OBJECTIVE: Your output must consist solely of the lines from the one containing "baby's dark hair." through the end of the records, reproduced exactly.

(Pointing records)
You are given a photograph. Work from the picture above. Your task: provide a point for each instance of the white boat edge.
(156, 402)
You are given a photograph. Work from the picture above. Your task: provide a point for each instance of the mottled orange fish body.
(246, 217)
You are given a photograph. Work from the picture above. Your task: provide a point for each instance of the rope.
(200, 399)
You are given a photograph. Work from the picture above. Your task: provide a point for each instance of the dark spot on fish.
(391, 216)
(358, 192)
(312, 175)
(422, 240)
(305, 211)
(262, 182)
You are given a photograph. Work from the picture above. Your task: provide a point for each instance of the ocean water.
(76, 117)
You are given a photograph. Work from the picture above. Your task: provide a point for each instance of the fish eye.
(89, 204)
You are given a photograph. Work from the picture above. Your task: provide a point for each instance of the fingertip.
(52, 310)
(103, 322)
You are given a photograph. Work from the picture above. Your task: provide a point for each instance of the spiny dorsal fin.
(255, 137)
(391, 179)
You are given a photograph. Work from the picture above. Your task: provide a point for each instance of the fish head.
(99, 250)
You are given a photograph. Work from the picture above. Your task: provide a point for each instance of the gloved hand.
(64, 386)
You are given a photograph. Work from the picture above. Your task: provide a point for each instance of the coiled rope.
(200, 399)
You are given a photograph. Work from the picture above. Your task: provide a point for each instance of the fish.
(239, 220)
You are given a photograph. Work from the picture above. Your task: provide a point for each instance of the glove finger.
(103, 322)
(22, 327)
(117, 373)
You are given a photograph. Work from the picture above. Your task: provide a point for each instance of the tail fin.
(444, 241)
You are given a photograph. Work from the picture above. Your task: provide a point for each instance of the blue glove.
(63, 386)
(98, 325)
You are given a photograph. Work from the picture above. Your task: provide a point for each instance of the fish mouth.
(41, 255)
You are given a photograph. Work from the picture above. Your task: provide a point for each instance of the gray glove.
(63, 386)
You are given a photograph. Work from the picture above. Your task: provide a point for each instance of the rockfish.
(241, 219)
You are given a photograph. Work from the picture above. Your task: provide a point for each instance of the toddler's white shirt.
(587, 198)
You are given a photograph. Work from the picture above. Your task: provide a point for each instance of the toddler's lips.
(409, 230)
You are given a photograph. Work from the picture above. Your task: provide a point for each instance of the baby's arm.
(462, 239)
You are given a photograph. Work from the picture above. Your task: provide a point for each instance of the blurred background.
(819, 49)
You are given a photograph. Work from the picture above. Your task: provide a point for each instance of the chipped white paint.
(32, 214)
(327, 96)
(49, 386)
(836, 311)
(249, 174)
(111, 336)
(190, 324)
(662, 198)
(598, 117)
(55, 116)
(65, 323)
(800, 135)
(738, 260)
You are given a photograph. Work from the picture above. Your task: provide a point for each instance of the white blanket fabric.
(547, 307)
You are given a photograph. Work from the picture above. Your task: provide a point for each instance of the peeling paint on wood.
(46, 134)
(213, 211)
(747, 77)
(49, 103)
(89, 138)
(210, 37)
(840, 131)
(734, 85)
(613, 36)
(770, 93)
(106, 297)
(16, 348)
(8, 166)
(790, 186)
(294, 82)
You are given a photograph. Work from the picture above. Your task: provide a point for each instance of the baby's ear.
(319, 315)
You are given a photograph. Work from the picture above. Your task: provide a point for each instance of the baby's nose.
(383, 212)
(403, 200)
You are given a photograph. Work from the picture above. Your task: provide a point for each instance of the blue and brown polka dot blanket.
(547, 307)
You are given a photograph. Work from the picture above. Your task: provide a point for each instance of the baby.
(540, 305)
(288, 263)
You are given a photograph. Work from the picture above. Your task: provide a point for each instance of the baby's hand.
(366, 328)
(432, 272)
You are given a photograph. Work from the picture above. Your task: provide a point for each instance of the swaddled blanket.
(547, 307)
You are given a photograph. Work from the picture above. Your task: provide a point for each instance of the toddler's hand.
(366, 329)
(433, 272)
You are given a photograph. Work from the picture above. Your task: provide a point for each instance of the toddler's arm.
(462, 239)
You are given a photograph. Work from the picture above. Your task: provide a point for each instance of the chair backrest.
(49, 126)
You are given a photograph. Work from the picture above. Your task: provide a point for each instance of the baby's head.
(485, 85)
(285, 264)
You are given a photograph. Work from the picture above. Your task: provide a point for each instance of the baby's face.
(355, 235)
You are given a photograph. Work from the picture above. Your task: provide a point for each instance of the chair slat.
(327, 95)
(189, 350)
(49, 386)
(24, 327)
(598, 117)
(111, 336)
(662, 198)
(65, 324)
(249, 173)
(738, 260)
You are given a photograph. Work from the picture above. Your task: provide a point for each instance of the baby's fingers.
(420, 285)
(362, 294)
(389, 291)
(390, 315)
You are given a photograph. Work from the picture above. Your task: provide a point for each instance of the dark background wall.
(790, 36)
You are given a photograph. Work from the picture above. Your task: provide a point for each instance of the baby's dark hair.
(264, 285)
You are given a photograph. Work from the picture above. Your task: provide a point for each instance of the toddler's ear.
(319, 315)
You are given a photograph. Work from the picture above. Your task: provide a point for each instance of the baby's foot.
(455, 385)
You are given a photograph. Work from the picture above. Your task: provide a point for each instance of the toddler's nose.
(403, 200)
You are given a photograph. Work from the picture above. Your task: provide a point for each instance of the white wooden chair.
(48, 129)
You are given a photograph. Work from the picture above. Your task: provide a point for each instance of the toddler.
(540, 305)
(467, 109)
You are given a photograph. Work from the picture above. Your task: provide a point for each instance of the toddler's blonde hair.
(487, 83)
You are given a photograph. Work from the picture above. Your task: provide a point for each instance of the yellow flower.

CORRECT RESPONSE:
You are given a photograph. Work from the picture above. Your task: provide a point for each instance of the baby's dark hair.
(264, 285)
You are given a photograph. Work from the picture above. Your task: provide a point for each instance of the toddler's ear.
(319, 315)
You are given a photograph. Work from the picture above. Your task: provide a point for each instance of the baby's foot.
(455, 385)
You are given a photograph. Work from the picture above. Your task: provide a point for each instance of the toddler's nose.
(403, 200)
You are given a photograph. Work from the picture above. Your task: provide a point for each instance of the white wooden chair.
(48, 129)
You are given a photograph. Work from the picture above. Your task: provide a point for each instance of the toddler.
(540, 305)
(467, 109)
You are given a photograph. Work from the picture above. Your task: provide a point for each instance of the toddler's blonde hair.
(487, 83)
You are given a photograph. Work from the picture above. Your task: provide a point for each instance of the yellow flower.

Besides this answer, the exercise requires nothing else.